Segment Start: MATERIAL PROVIDED

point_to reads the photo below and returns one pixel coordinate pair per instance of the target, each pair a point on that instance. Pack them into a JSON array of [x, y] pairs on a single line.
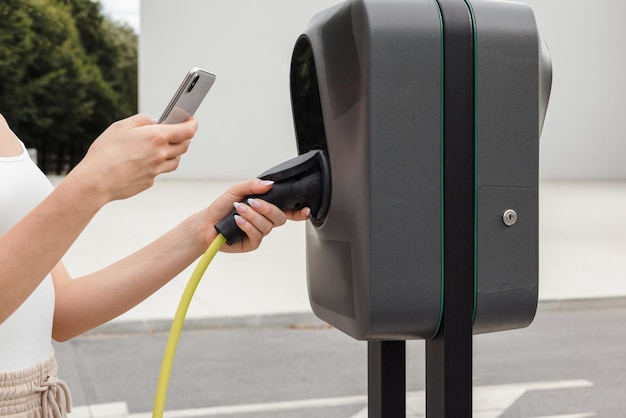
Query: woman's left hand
[[256, 219]]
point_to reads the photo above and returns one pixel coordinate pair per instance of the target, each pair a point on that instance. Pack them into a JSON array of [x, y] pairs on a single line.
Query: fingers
[[256, 217]]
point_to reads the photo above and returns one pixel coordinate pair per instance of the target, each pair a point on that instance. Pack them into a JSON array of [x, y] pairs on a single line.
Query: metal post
[[386, 379]]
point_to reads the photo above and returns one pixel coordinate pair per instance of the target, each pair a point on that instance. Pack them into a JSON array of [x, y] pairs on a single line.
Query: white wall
[[246, 124], [585, 132]]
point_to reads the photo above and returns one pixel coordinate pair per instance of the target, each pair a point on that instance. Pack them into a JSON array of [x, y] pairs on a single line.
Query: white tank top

Segment End: MATERIAL PROVIDED

TASK STATEMENT: The entries are to be written out again exactly, though without any images.

SOLUTION TO THIS EXERCISE:
point_to reads the photo below and returns one pixel coordinate pair per instance of the target, each pair a point on that instance. Pack them into a JSON array of [x, y] pairs on a single line.
Query: woman's left hand
[[256, 219]]
point_to reads the photo above and returns one pixel coordinate pair per instance of the target, each pair a point on that instance. Pack them into a JSON array of [x, y] pairs on a single line.
Query: fingers
[[256, 217]]
point_to reads the photo above and returns one pixel coordinate pair per instance of the target, each pair a point on that instance. Pack them into a JSON array of [x, y] pairs on a single line.
Query: metal post
[[386, 379]]
point_to reads the photo above and returns one pixel coordinate pair per instance of the target, each pair a point on that instance. Pack them into a JSON array of [x, y] pairs on a single line.
Query: white wall
[[246, 124], [585, 132]]
point_to reads the photo above and returns one pixel coordinate pair per instance of the target, each pair a point on that instance. Pack them into a JSON array of [x, y] pairs on a single line.
Query: white tank top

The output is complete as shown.